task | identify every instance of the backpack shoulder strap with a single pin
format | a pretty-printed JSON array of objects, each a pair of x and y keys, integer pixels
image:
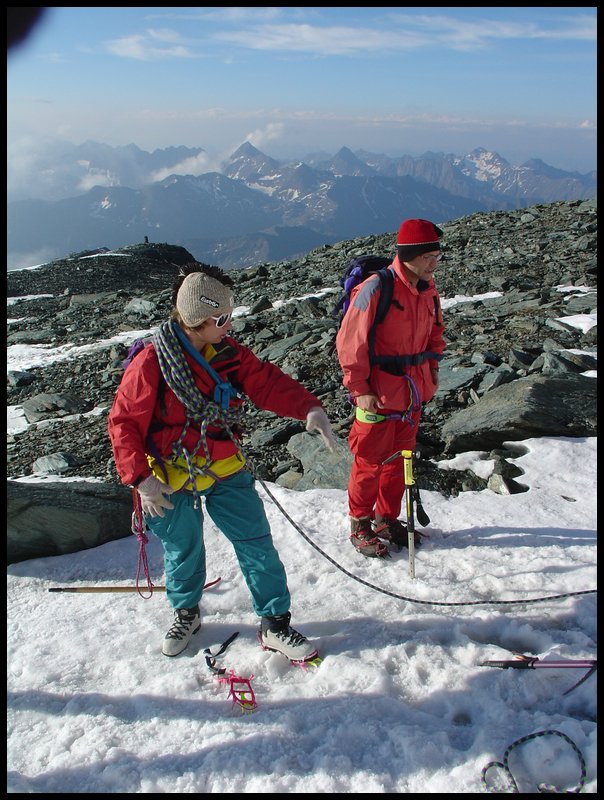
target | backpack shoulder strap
[{"x": 386, "y": 279}]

################

■ Description of the task ■
An exact reproduction of all the records is required, with no pictures included.

■ Answer for this exercise ■
task | identify every instance of the backpack shoulder strap with a single pin
format | a pretty-printed JSON array of objects, each a pair of x and y keys, integer pixels
image:
target | backpack shoulder strap
[{"x": 386, "y": 279}]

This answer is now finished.